Can you quote the lines below exactly, starting at the line with "Q. Locate the man standing;" and going through the last one?

| Dataset records |
----

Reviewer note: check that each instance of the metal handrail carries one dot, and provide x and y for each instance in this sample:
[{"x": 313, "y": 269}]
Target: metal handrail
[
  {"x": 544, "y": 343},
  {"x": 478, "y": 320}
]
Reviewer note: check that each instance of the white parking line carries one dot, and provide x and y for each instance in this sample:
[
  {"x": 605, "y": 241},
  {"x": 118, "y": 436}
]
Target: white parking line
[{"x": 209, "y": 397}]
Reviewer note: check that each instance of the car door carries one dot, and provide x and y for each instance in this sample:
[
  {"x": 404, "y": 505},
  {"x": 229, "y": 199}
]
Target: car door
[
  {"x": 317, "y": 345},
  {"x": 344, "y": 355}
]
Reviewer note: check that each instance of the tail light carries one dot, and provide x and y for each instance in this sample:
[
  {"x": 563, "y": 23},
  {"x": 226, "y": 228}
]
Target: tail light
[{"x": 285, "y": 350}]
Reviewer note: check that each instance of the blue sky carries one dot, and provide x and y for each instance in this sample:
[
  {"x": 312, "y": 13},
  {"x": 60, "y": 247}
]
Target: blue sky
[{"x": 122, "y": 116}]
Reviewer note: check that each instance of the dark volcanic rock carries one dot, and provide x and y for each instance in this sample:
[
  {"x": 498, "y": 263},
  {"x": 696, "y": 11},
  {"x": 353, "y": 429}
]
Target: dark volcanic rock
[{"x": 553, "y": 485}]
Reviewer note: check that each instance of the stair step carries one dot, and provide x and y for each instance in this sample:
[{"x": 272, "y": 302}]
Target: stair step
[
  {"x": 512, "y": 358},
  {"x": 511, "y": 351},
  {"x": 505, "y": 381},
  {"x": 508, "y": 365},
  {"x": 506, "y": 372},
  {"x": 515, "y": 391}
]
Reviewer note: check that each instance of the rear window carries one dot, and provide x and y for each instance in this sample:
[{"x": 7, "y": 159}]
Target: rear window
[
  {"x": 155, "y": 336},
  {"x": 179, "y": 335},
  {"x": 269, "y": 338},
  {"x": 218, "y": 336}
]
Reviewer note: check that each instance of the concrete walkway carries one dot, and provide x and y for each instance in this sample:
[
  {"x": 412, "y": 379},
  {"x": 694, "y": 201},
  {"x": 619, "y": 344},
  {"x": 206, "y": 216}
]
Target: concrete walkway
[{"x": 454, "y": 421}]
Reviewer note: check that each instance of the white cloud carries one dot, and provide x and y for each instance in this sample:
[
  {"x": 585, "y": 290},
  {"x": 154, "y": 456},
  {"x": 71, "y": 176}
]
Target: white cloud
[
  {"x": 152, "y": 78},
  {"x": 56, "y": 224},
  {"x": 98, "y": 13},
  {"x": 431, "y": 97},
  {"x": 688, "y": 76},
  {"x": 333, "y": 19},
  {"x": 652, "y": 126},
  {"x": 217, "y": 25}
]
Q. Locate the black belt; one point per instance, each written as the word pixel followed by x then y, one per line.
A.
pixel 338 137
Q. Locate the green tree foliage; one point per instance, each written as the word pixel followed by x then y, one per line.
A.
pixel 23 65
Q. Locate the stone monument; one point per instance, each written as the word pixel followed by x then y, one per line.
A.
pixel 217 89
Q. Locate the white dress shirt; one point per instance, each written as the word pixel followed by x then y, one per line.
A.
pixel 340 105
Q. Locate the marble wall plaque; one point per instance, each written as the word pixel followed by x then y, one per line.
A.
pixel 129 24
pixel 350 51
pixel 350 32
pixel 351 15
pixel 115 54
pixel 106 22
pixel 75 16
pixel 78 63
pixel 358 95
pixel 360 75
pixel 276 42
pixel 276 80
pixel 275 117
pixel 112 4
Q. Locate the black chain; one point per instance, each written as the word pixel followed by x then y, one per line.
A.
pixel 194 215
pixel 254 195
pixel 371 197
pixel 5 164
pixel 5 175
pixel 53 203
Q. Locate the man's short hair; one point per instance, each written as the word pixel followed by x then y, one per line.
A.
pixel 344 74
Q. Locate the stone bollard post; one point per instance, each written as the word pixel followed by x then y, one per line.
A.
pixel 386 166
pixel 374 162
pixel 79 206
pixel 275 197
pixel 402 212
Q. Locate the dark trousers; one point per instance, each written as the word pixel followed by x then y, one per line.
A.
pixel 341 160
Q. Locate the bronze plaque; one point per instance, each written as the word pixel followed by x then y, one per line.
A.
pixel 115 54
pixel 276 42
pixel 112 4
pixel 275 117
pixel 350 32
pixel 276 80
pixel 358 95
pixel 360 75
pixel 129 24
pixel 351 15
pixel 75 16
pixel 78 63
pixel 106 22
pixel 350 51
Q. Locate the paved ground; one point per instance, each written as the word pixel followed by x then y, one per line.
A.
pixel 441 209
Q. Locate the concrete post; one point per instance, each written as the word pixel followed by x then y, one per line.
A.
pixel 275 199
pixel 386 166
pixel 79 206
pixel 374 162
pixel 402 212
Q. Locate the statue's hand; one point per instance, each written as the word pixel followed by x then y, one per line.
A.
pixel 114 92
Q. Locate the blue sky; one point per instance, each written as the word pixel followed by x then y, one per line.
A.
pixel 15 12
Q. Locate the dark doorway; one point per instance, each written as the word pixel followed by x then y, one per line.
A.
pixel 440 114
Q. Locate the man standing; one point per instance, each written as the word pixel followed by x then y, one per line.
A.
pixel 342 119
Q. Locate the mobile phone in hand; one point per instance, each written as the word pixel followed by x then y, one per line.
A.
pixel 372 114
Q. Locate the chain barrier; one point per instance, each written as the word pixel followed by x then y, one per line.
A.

----

| ANSWER FOR THIS EXERCISE |
Q. Locate the man standing; one point per instance, each written as the word pixel followed by x then y, one per line.
A.
pixel 342 119
Q. Locate the mobile phone in hand; one point per instance, each written as the word pixel followed by x then y, one per line.
A.
pixel 372 114
Q. Locate the chain barrier; one point per instance, each written as the word pixel followed by x then y, one per line.
A.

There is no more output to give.